System Design HLD Example: Payment Processing Platform

An interview-ready HLD for payments focusing on correctness, idempotency, and recovery.

Abstract Algorithms

·Mar 13, 2026·15 min read

AI-assisted content. This post may have been written or enhanced with AI tools. Please verify critical information independently.

TLDR: Payment systems optimize for correctness first, then throughput. This guide covers idempotency, double-entry ledgers, and reconciliation.

Stripe processes over 250 million API requests per day, and every single payment must be idempotent: a user clicking "Pay" twice must never produce two charges, even when the first HTTP call timed out and no confirmation reached the client. The Knight Capital incident of 2012 — where a software bug executed $440 million in unintended trades in 45 minutes — illustrated what happens when financial operations lack idempotency guards and a ledger write-ahead pattern.

(Work task):
Write the next part of the payment system guide, starting after its paragraph on Stripe and the Knight Capital incident. The lines after this point are separate material and not part of the payment system guide.

(Supplied data):
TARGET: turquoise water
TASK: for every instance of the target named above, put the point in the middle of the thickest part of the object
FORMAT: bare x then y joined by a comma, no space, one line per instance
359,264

(Output):
Designing a payment system forces you to prioritise correctness above all else. It is the domain where eventual consistency is a business and regulatory risk rather than merely a technical trade-off, and where every architecture decision has a permanent audit trail.

Imagine a scenario where a user initiates a $100 payment. The request reaches your API, you call the payment provider (like Stripe), the provider successfully charges the card, but your network connection drops before you receive the "OK" response. If your system simply retries the request without an idempotency key, the user is charged twice. If your system fails to record the successful charge in its own ledger because of the crash, you have a "lost payment" that results in a customer support nightmare and a reconciliation imbalance.

By the end of this walkthrough you'll know why payment amounts must be stored in integer cents (not floating point decimals), why ledger writes use double-entry accounting for reconcilability, and why idempotency keys must be client-supplied and cached for 24 hours to survive network retries without producing duplicate charges.

📖 Payment Processing: Use Cases & Requirements

A robust payment platform must handle several distinct user journeys and operational requirements. In an interview, defining these boundaries early is critical.

Functional Requirements

Idempotent Authorization: Ensure that a payment request is processed exactly once, regardless of retries.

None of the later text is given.